:: Exercise set ::
1) For the text on tech stocks, decide whether each statement agrees with it. Answer yes or no and quote the deciding words. (a) Alibaba operates through four segments. (b) Alibaba's stock price is down over 50% from peak levels. (c) The Trade Desk has been in the writer's portfolio for many years.
2) Write what comes next in the text on tech stocks, beginning after its last sentence.

──────── Selected extract ────────

And seriously… it’s Google!
3) Alibaba Group Holding Limited (9988.HK)
Alibaba Group Holding Limited, through its subsidiaries, provides online and mobile commerce businesses in China and internationally. It operates through four segments: Core Commerce, Cloud Computing, Digital Media and Entertainment, and Innovation Initiatives and Others.
Another mega tech (Market Cap of USD 603.407B), and likewise, its growth is amazing (for its size). See below for the annual revenue chart. The 5 year CAGR of the total revenue, gross profit averages around 50% and 33%.
For the quarter ended March 31, 2021, its total Excluding the consolidation of Sun Art, the revenue would have grown 40% year-over-year.
The stock price of this e-commerce titan is down over 30% from peak levels, having been walloped by regulatory investigations in the U.S. and China. Nevertheless, I see this as an opportunity (similar to Charlie Munger).
4) The Trade Desk, Inc. (TTD)
It is a recent addition to my portfolio.
The Trade Desk, Inc. operates as a technology company in the United States and internationally. The company operates a self-service cloud-based platform that allows buyers to create, manage, and optimize data-driven digital advertising campaigns in various ad formats and channels, including display, video, audio, in-app, native and social, and on various devices, such as computers, mobile devices, and connected TV.

──────── Supplied records ────────

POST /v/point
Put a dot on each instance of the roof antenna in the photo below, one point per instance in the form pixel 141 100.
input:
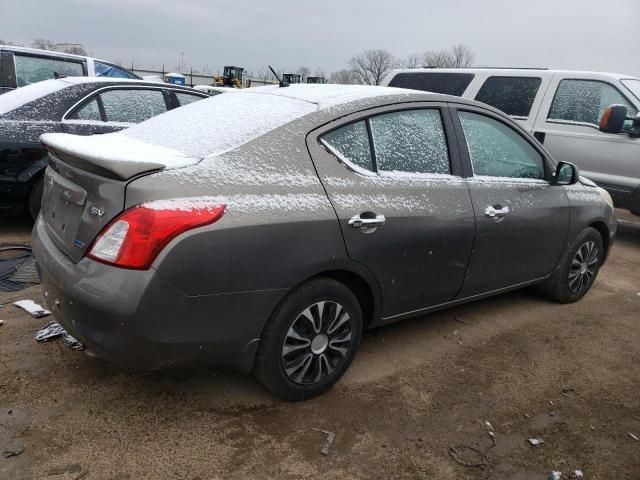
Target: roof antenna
pixel 280 82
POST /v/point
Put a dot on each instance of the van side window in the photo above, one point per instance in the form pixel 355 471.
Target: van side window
pixel 513 95
pixel 436 82
pixel 410 141
pixel 31 69
pixel 496 150
pixel 584 101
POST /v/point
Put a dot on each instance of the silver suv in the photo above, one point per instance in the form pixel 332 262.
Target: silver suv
pixel 564 111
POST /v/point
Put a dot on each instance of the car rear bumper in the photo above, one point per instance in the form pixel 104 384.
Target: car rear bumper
pixel 138 319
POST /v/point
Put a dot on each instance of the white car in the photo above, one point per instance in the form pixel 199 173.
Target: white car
pixel 565 110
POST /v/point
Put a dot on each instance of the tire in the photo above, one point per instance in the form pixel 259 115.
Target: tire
pixel 577 269
pixel 310 340
pixel 35 198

────────

:: Answers to the tasks ::
1)
(a) Yes: "It operates through four segments: Core Commerce, Cloud Computing, Digital Media and Entertainment, and Innovation Initiatives and Others."
(b) No: "The stock price of this e-commerce titan is down over 30% from peak levels"
(c) No: "It is a recent addition to my portfolio."

2)
It has a market cap of USD36.482B. Another fast growth company. The 5 year CAGR of the total revenue, gross profit and EBITDA averages around 49%, 49% and 33%.
For the 1st Quarter 2021, its total revenues in the quarter showed an increase of 37% from the same quarter of 2020.
I personally like the business model of TTD. I like to think of as blending a business of selling advertisement with a trading platform – literally combining two very lucrative businesses together. In addition with the shift towards apps, mobile devices and connected TV, I do believe it is huge potential moving forward, while the greater adoption of connected TV especially.
TradeDesk operates a self-service cloud-based advertising platform where ad buyers can manage, create and optimize data-driven digital advertising campaigns across different advertising formats and channels.
TTD generates revenues by charging its clients a platform fee that is based on a percentage of the client’s total advertising spend. The company also earns revenues through providing data and other valued-added services (VAS) and platform features.
5) Mastercard Incorporated (MA)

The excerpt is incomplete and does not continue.